Gather each line in the data below that contains the string "kelp". Treat uppercase and lowercase as different.

Stored data entries:
::::::
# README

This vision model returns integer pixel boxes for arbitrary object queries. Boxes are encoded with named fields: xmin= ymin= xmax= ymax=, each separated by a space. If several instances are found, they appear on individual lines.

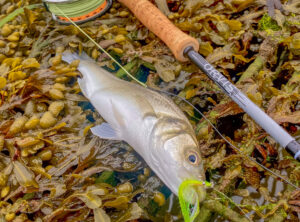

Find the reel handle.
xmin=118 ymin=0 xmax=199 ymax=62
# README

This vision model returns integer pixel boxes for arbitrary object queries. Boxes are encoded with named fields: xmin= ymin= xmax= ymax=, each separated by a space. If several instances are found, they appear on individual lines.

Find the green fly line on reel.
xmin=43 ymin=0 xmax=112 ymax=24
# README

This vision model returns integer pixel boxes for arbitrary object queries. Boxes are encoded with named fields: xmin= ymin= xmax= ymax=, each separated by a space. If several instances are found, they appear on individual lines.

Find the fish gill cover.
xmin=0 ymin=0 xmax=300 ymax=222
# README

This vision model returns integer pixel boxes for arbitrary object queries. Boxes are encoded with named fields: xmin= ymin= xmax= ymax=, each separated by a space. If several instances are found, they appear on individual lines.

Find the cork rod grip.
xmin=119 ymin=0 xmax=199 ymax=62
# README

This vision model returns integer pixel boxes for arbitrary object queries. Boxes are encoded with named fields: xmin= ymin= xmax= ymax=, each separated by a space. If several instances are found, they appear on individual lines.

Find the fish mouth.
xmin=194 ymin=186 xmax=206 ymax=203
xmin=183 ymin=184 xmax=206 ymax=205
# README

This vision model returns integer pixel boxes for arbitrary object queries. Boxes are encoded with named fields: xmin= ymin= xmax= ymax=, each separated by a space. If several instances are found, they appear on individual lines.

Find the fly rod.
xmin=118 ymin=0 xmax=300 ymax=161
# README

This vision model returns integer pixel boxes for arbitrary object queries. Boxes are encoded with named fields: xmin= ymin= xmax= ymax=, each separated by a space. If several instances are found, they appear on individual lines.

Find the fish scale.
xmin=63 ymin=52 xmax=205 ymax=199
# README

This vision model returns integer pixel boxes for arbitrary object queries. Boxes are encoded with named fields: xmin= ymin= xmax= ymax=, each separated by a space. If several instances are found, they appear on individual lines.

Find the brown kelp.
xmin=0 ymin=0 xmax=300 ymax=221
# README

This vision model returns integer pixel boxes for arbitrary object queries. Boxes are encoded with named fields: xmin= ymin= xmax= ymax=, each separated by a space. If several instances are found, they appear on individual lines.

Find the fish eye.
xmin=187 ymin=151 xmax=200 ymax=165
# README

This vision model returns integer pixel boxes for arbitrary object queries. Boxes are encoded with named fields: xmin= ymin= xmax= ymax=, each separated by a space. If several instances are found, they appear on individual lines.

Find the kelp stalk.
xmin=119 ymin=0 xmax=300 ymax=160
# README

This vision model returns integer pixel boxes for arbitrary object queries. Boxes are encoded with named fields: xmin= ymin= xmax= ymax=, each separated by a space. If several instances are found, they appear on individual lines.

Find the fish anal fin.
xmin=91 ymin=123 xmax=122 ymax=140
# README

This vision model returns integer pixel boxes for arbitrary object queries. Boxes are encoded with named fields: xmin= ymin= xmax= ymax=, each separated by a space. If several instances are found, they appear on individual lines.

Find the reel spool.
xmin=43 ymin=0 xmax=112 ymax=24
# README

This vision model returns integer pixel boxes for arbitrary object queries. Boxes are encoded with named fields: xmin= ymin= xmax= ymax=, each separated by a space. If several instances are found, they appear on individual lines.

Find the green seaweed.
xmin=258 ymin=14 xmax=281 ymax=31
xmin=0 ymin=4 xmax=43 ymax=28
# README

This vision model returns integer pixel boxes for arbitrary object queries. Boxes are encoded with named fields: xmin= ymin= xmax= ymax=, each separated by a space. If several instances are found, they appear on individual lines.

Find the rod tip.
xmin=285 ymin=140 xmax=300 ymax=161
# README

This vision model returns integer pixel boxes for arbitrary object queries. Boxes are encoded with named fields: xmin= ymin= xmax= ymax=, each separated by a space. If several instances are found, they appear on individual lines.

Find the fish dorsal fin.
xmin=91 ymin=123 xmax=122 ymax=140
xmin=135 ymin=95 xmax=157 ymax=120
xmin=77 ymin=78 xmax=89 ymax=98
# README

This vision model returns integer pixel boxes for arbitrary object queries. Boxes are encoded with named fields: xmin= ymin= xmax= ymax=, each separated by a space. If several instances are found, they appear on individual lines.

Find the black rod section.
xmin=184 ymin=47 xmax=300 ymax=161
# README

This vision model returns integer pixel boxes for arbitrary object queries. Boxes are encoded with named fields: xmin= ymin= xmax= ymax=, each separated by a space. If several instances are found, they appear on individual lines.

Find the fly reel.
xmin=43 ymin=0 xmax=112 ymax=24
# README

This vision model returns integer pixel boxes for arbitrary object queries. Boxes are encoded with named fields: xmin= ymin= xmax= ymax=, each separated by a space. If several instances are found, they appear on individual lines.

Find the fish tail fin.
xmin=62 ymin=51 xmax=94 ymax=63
::::::
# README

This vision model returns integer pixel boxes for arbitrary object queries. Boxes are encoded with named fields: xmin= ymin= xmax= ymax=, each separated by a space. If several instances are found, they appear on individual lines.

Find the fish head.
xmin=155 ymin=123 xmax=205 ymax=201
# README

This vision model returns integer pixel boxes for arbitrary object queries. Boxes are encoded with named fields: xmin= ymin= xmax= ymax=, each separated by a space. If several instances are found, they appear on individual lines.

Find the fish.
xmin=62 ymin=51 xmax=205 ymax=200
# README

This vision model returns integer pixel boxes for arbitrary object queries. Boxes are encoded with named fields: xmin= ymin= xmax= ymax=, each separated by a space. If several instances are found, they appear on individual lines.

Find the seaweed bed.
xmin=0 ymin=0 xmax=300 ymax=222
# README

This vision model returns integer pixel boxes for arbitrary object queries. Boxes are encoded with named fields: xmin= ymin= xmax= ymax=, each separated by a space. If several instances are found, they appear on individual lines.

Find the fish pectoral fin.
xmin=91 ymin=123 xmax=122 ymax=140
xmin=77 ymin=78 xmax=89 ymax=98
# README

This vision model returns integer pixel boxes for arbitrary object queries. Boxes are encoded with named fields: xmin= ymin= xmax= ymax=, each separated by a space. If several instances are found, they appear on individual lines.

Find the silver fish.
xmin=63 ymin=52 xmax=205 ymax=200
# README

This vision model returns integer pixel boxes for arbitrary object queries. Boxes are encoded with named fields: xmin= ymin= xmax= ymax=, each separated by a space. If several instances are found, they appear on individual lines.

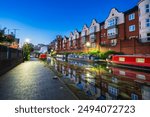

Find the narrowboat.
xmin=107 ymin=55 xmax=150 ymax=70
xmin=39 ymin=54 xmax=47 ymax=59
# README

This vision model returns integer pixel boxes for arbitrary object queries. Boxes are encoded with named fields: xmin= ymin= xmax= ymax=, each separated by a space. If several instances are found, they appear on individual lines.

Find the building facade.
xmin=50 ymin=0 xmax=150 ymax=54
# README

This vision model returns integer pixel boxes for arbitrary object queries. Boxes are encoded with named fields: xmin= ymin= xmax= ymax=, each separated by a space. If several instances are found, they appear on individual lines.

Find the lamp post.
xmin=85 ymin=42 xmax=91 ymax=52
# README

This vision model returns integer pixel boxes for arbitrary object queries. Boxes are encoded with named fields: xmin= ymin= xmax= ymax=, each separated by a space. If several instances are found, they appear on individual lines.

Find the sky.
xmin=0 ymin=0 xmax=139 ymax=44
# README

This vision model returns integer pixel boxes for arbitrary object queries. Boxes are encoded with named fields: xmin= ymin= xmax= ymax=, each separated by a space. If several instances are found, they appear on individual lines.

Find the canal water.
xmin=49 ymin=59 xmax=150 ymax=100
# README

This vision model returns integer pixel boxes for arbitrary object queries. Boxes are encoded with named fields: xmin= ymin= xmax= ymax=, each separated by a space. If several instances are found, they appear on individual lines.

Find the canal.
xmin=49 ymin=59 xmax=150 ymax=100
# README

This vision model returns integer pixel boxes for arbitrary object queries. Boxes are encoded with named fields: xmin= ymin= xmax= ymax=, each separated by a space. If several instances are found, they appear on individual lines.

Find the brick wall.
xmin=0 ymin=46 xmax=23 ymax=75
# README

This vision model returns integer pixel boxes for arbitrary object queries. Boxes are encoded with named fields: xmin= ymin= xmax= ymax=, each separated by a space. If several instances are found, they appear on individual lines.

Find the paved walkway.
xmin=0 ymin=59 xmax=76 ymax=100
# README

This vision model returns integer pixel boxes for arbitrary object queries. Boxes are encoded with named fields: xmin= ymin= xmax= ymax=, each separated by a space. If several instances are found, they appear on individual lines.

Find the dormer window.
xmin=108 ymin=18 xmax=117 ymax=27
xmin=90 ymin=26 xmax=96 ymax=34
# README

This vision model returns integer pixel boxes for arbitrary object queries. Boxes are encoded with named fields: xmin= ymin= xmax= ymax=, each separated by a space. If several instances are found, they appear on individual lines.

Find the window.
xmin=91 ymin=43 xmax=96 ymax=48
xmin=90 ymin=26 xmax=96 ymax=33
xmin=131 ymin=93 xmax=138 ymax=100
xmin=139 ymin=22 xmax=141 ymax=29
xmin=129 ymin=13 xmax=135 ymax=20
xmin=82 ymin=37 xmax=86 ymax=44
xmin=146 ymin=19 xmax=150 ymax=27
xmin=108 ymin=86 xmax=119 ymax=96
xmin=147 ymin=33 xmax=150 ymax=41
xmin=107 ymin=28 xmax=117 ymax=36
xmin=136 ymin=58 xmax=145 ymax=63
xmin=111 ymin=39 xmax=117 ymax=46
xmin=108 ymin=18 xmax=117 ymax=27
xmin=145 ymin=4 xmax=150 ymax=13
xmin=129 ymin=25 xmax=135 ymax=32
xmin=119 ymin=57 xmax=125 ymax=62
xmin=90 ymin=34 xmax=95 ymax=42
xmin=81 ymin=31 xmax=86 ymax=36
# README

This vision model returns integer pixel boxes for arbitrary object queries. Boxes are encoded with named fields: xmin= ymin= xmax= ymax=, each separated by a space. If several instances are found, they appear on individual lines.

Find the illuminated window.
::::::
FULL OUTPUT:
Find the brown kelp.
Find the kelp stalk.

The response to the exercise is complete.